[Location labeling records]
=======
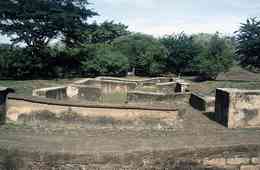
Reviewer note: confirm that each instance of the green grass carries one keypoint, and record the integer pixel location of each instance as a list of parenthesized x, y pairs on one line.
[(26, 87), (114, 98)]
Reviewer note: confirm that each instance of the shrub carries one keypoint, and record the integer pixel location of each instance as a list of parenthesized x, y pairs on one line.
[(104, 60), (215, 57), (145, 54)]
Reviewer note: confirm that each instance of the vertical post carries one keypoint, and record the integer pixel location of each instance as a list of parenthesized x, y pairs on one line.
[(3, 97)]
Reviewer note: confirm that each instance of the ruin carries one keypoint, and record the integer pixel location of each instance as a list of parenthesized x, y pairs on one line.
[(147, 91), (237, 108), (153, 127), (3, 97)]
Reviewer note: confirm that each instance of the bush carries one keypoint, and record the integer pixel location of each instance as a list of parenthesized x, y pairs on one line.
[(104, 60), (248, 48), (182, 50), (215, 57), (145, 54)]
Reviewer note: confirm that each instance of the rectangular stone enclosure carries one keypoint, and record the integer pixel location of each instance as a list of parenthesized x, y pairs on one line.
[(238, 108), (202, 102)]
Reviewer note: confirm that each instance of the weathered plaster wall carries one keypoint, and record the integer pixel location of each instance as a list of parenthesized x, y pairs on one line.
[(34, 112), (83, 92), (238, 108), (155, 98), (168, 87), (227, 158), (59, 93), (202, 103)]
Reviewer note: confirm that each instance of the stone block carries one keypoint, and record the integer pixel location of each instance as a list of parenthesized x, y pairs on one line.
[(238, 161), (3, 97), (250, 167), (219, 162), (255, 160), (168, 87), (202, 103), (182, 87), (58, 93), (236, 108)]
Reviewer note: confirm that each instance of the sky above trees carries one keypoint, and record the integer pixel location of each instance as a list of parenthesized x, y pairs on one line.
[(159, 17)]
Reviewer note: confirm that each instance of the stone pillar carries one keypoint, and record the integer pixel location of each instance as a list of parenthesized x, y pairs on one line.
[(3, 96), (237, 108), (181, 87)]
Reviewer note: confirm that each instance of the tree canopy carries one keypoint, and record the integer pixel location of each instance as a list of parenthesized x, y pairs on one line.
[(36, 22), (248, 49), (181, 50), (145, 53)]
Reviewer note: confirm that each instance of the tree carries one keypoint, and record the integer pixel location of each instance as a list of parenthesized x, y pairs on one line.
[(146, 54), (181, 50), (248, 49), (105, 32), (102, 59), (36, 22), (216, 56)]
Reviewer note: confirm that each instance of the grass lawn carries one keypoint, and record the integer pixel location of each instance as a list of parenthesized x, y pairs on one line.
[(25, 87), (235, 78)]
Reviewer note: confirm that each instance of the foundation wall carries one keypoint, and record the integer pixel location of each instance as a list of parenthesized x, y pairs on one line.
[(38, 112), (228, 158), (202, 103), (238, 108), (156, 98)]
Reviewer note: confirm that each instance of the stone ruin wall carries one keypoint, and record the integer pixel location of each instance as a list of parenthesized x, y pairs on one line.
[(32, 111), (238, 108), (94, 90), (226, 158)]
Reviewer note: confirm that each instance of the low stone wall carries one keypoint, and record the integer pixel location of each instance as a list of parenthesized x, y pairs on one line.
[(238, 108), (59, 93), (3, 96), (36, 110), (87, 93), (182, 87), (168, 87), (155, 98), (202, 103), (109, 86), (218, 158)]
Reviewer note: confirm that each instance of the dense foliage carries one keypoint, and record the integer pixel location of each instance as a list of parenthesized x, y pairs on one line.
[(108, 48), (36, 22), (182, 51), (146, 55), (248, 49), (216, 56)]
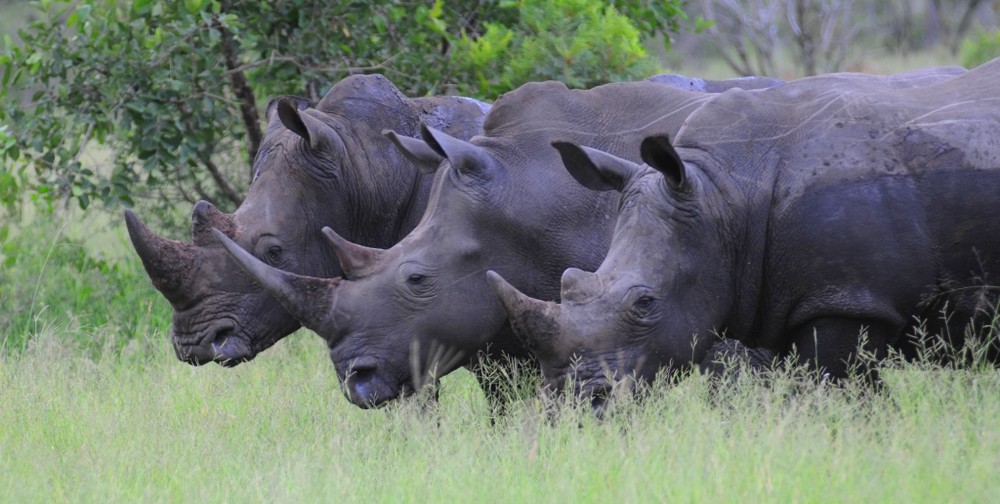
=======
**Task to carry out**
Copy the entries word for word from their beginning through the line that contains "[(147, 91), (237, 108), (153, 127), (3, 97)]", including that line. Leave the pictures out of your copy.

**Result of this task**
Reviewer note: confirm that each instance of the green grass carries one keypoint, and record the integer pixel location of each instance as a list of parenthesized x, y pairs on one line.
[(26, 87), (114, 98)]
Reviewer note: confirm that each instance of the shrub carries one keypoint, and record the integer pixel location of each instance as a list of parenthesized x, y pairs on one line.
[(104, 60), (215, 57), (145, 54)]
Reviewer note: confirm that each instance of the vertical post carries one keypoint, and record the integer pixel location of each instance as a list of parenthesized x, y pairs on one line.
[(3, 97)]
Reviewer note: confirm that each instance of the ruin carries one keypoint, and record the integer pixel location of each instance as a list of parenthesized x, y pairs on one line.
[(147, 91), (237, 108), (153, 127), (3, 97)]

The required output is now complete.